## Start Task inputs

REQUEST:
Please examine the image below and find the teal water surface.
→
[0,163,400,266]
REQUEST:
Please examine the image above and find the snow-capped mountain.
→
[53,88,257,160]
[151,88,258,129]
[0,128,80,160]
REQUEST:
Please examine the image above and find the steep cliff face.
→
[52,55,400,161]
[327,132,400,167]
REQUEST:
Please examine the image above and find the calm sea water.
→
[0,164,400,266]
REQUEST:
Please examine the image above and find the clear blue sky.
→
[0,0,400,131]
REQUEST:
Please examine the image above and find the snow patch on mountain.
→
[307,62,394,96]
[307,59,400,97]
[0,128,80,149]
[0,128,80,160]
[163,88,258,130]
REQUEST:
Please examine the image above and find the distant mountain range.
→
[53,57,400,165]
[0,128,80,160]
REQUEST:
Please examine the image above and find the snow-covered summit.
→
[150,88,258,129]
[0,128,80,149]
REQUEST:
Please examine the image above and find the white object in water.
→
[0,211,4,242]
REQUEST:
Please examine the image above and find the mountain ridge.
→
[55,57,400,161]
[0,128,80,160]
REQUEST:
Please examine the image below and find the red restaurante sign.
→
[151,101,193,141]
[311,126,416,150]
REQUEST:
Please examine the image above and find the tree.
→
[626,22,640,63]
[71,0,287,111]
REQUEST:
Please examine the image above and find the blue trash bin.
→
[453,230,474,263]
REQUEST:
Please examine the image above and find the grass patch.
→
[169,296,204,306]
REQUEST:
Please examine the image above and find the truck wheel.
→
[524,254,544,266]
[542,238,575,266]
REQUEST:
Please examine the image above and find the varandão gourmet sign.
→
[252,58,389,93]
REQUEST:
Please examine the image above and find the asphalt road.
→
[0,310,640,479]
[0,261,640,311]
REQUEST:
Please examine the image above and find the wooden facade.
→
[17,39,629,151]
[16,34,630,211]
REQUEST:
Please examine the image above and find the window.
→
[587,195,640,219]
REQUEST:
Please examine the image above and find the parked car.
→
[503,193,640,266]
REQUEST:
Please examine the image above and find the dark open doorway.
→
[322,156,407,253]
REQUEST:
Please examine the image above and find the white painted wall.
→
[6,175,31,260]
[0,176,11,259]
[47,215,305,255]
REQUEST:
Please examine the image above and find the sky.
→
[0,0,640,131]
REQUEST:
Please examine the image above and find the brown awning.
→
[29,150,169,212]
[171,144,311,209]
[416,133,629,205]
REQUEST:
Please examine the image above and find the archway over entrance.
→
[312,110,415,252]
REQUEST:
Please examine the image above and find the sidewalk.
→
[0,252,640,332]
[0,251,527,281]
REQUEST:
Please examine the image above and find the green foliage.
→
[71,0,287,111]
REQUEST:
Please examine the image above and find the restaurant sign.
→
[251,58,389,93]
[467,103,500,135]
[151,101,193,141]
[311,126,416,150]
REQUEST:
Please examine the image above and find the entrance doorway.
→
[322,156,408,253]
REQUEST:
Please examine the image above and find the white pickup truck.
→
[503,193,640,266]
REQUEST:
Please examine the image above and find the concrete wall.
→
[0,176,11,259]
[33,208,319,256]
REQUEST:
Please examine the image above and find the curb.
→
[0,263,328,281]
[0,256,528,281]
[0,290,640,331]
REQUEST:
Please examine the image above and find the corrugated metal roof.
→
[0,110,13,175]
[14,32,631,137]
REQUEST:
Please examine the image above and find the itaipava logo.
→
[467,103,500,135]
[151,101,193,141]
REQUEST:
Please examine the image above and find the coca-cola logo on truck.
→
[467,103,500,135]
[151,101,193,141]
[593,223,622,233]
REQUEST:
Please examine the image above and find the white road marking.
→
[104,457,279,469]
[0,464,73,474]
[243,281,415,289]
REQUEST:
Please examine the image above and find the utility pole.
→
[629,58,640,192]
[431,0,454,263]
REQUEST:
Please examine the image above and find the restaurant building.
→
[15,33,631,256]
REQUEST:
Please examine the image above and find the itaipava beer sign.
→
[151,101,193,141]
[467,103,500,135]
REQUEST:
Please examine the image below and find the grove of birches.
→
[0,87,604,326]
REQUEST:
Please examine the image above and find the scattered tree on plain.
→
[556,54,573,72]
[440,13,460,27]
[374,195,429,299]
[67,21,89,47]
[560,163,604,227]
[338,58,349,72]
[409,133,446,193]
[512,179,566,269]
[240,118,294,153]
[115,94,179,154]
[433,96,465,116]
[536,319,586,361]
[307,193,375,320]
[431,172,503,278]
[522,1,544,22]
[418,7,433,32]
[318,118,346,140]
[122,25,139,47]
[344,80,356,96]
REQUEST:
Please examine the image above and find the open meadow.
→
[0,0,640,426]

## End Task inputs

§ Instruction
Replace every "Please examine" in the lines above with "Look closely at", leaving everything else unchanged.

§ Written answer
REQUEST:
Look closely at the image below and find the teal water surface.
→
[0,163,400,266]
REQUEST:
Look closely at the image above and find the snow-capped mountain.
→
[53,88,257,160]
[151,88,258,129]
[0,128,80,160]
REQUEST:
Look closely at the image above and find the steep cliff face.
→
[52,55,400,161]
[327,132,400,167]
REQUEST:
Look closely at the image above and find the calm sea water.
→
[0,164,400,266]
REQUEST:
Look closely at the image above and find the clear blue sky.
→
[0,0,400,131]
REQUEST:
Look closely at the image above and find the snow patch on mountain.
→
[307,62,394,96]
[307,59,400,97]
[0,128,80,149]
[0,128,80,160]
[163,88,258,130]
REQUEST:
Look closely at the image above and find the distant mountain range.
→
[53,57,400,165]
[0,128,80,160]
REQUEST:
Look closely at the image above and find the snow-covered summit.
→
[150,88,258,129]
[0,128,80,149]
REQUEST:
Look closely at the image above and find the white object in water.
→
[0,211,4,242]
REQUEST:
Look closely at the image above and find the mountain ridge.
→
[55,57,400,161]
[0,128,80,160]
REQUEST:
Look closely at the image below and find the red restaurante sign.
→
[151,101,193,141]
[311,126,416,150]
REQUEST:
Look closely at the image above and find the tree.
→
[626,22,640,63]
[71,0,287,111]
REQUEST:
Look closely at the image above and find the blue trash bin.
→
[453,230,474,263]
REQUEST:
Look closely at the image above and find the grass patch.
→
[169,296,204,306]
REQUEST:
Look closely at the image above and find the truck wheel.
→
[524,254,544,266]
[542,238,575,266]
REQUEST:
Look closely at the image above and find the varandão gourmet sign.
→
[252,58,389,93]
REQUEST:
Look closely at the image above and find the asphalt road.
→
[0,310,640,479]
[0,261,640,311]
REQUEST:
Look closely at the image above and find the wooden facade.
→
[17,39,629,151]
[16,34,630,211]
REQUEST:
Look closely at the image above and find the window.
→
[587,195,640,219]
REQUEST:
Look closely at the image above and find the parked car.
→
[503,193,640,266]
REQUEST:
Look closely at the image above and find the dark open doorway.
→
[322,156,407,253]
REQUEST:
Look closely at the image above and find the white painted wall.
→
[6,175,31,260]
[0,176,11,259]
[47,215,305,255]
REQUEST:
Look closely at the image above and find the sky.
→
[0,0,640,131]
REQUEST:
Look closely at the image above and find the brown awning.
→
[29,150,169,212]
[171,144,311,209]
[416,133,629,205]
REQUEST:
Look closely at the image above and find the archway over entrance.
→
[312,110,415,252]
REQUEST:
Look closely at the image above and find the sidewalk.
→
[0,252,640,332]
[0,251,527,281]
REQUEST:
Look closely at the image above and find the green foliage.
→
[71,0,287,111]
REQUEST:
Look closely at the image above and find the restaurant sign.
→
[251,58,389,93]
[467,103,500,135]
[151,101,193,141]
[311,126,416,150]
REQUEST:
Look closely at the image above and find the entrance doorway.
→
[322,156,408,253]
REQUEST:
Look closely at the image above and find the white pickup truck.
→
[503,193,640,266]
REQUEST:
Look closely at the image above and find the concrete wall.
→
[0,176,11,259]
[33,208,319,256]
REQUEST:
Look closely at the image above and find the curb.
→
[0,263,328,281]
[0,256,528,281]
[0,290,640,331]
REQUEST:
Look closely at the image above and find the corrugated metal roof.
→
[0,110,13,175]
[14,32,631,137]
REQUEST:
Look closely at the image above and find the itaipava logo.
→
[467,103,500,135]
[151,101,193,141]
REQUEST:
Look closely at the image above and find the coca-cola logo on truck.
→
[467,103,500,135]
[151,101,193,141]
[593,223,622,233]
REQUEST:
Look closely at the image above and find the white road marking.
→
[104,457,279,469]
[0,464,73,474]
[243,281,415,289]
REQUEST:
Look closely at the image above and find the utility pole.
→
[629,58,640,192]
[431,0,454,263]
REQUEST:
Look closely at the image above and find the restaurant building.
→
[15,33,631,256]
REQUEST:
Look closely at the image above and find the itaipava beer sign.
→
[151,101,193,141]
[467,103,500,135]
REQUEST:
Look closely at the image below and find the grove of birches.
→
[0,87,604,326]
REQUEST:
Look closely at the image above and find the scattered tree on plain.
→
[556,54,573,72]
[440,13,460,27]
[374,195,429,299]
[67,21,89,47]
[560,163,604,227]
[338,58,349,72]
[409,133,446,193]
[512,179,566,269]
[240,118,294,153]
[115,94,179,154]
[433,96,465,116]
[536,319,586,361]
[307,193,375,320]
[431,172,503,278]
[522,1,544,22]
[418,7,433,32]
[318,118,346,140]
[122,25,139,47]
[344,80,356,96]
REQUEST:
Look closely at the image above and find the open meadow.
→
[0,0,640,426]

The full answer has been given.